> [REQUIREMENTS]: Could you reproduce the material below, starting at the line that has "Wildlife camera-trap request: tag the suit button" and continuing through its final line, with every point coordinate in the answers scaled by 0.4 and rounded to a whole number, halves rounding up? Keep the request lines as they are and return only these lines.

> [INPUT DATA]:
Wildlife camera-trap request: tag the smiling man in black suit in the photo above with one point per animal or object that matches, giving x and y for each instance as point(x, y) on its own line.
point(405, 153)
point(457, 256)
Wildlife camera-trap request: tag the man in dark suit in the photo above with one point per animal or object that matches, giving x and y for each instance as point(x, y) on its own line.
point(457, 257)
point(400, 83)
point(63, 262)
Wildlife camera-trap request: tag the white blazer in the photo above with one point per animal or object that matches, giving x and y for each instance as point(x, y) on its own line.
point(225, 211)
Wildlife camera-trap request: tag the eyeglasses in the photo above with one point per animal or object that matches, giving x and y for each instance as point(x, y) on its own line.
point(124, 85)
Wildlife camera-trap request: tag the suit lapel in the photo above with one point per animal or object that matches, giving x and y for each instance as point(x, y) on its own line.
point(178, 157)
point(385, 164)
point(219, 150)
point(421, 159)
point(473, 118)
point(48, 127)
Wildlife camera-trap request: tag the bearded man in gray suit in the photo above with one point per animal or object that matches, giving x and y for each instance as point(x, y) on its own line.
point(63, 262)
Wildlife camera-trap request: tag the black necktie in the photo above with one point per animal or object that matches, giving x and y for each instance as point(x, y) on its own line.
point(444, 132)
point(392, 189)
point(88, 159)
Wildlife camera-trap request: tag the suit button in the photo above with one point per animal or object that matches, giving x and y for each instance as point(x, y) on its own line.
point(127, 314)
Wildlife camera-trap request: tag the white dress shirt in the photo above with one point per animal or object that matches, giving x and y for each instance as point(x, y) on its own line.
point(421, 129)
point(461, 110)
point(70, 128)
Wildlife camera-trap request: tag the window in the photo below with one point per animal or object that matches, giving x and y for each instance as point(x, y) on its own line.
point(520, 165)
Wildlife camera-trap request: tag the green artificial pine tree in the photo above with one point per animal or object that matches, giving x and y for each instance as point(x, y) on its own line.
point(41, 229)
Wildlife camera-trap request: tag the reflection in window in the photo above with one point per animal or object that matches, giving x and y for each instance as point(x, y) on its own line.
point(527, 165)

> [WRITTEN RESPONSE]:
Wildlife camera-trap request: tag the suit button in the photo above with one point per animal or object that matches, giving x and y for each instance as point(x, y) on its own line.
point(51, 126)
Wildlife camera-trap request: tag the white dress shirt in the photo above with one point per animal or object that matches, giving x and y for each instance as point(x, y) on its own line.
point(168, 52)
point(184, 44)
point(28, 51)
Wildlife camera-trap request: tag the window in the photo below with one point per animal or object that matches, giving x and y for each instance as point(x, y) on its own line.
point(208, 66)
Wildlife camera-trap request: tag the green artificial pine tree in the photo above with one point per animal or object that matches, giving x and y for each instance as point(x, y) on its own line.
point(16, 92)
Wildlife camera-trap request: tag the reflection in window in the photo above with one point per animal or object that matches, giving x and y for each instance as point(x, y) on its own line.
point(211, 66)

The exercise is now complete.